**Exercise goal:**
Find each line in the records below that contains the word "stainless", and copy those lines out. Match the word's case exactly.

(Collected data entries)
Start
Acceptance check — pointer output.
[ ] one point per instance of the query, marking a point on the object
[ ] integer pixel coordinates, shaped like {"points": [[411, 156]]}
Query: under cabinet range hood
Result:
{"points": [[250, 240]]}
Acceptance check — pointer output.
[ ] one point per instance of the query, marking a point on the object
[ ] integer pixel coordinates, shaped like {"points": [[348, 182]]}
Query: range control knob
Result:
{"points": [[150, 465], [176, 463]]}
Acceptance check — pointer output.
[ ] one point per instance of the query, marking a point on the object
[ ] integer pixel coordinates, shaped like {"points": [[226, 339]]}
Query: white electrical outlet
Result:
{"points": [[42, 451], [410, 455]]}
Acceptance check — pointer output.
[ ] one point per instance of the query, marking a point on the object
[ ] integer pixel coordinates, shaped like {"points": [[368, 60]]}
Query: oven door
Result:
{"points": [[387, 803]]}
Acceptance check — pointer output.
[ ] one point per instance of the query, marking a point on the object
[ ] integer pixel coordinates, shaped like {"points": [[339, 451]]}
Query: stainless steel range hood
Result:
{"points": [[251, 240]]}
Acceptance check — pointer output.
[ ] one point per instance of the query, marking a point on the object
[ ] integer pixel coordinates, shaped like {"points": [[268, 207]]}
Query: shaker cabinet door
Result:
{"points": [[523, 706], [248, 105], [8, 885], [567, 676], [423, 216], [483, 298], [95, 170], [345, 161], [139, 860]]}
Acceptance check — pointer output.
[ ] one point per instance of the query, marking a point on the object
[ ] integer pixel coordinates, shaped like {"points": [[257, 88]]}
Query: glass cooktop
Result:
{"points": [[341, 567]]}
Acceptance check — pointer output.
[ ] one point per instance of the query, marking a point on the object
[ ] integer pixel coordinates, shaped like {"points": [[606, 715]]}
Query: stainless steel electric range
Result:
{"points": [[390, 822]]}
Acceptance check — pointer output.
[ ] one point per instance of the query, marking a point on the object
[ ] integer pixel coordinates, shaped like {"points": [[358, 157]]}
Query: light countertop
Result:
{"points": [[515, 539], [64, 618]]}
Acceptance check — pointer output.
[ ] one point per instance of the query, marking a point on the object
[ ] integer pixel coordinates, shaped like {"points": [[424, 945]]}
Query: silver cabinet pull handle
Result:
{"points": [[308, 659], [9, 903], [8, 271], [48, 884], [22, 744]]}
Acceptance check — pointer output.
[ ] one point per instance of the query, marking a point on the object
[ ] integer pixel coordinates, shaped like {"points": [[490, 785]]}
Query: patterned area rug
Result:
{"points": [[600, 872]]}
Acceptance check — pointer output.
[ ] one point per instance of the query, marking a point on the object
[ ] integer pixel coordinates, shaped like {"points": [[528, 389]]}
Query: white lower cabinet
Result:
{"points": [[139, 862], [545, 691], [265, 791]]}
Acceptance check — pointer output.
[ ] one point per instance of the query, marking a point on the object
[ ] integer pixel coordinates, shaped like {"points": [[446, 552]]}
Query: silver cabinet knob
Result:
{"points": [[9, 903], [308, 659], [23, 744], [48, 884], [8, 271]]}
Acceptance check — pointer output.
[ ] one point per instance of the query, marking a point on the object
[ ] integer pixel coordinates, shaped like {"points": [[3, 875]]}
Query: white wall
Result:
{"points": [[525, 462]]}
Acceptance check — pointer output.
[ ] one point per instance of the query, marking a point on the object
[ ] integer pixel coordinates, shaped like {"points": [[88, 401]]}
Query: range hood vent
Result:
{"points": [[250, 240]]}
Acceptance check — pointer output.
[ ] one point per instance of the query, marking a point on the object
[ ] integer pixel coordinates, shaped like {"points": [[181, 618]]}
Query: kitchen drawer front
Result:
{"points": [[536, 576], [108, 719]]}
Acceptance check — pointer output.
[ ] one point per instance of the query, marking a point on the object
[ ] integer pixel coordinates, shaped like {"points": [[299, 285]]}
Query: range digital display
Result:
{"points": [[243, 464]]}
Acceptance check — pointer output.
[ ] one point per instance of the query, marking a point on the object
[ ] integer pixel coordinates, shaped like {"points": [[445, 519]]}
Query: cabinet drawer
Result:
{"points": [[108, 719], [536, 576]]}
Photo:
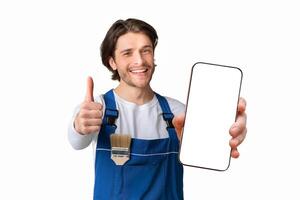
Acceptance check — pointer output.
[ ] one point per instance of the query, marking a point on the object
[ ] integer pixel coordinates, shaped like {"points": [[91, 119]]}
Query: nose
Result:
{"points": [[137, 59]]}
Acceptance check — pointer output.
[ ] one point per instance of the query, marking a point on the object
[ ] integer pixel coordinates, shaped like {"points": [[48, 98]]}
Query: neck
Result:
{"points": [[135, 95]]}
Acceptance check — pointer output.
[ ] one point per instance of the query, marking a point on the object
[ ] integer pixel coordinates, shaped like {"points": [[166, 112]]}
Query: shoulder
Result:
{"points": [[176, 106]]}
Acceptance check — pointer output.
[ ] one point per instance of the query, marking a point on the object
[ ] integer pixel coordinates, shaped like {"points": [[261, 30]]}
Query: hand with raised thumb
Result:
{"points": [[89, 118], [178, 123]]}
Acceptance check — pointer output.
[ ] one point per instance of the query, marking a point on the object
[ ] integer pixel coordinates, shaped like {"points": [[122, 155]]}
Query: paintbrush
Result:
{"points": [[120, 148]]}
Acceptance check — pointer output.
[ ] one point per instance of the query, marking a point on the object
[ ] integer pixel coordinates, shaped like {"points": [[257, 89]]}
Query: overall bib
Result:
{"points": [[153, 171]]}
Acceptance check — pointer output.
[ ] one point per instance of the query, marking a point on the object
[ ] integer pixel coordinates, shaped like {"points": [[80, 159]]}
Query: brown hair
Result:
{"points": [[119, 28]]}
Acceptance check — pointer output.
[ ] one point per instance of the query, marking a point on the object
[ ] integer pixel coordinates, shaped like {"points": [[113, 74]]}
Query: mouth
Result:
{"points": [[139, 71]]}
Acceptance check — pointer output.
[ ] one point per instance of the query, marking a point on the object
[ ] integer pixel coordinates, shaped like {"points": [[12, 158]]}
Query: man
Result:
{"points": [[153, 171]]}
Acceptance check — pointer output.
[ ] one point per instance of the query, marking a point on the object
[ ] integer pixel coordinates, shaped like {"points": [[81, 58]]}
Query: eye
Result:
{"points": [[146, 51], [127, 53]]}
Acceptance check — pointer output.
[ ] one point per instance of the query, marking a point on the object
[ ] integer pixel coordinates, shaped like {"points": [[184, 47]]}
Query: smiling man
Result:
{"points": [[154, 122]]}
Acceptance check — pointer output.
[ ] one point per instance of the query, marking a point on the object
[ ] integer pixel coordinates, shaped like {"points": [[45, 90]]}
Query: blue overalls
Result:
{"points": [[153, 171]]}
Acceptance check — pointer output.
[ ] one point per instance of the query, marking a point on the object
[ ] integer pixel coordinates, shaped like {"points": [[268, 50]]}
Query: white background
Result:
{"points": [[48, 48]]}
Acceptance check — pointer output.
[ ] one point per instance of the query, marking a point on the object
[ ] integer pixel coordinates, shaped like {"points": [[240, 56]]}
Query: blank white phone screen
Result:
{"points": [[211, 110]]}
End
**Finished task:**
Query: stainless steel range hood
Query: stainless steel electric range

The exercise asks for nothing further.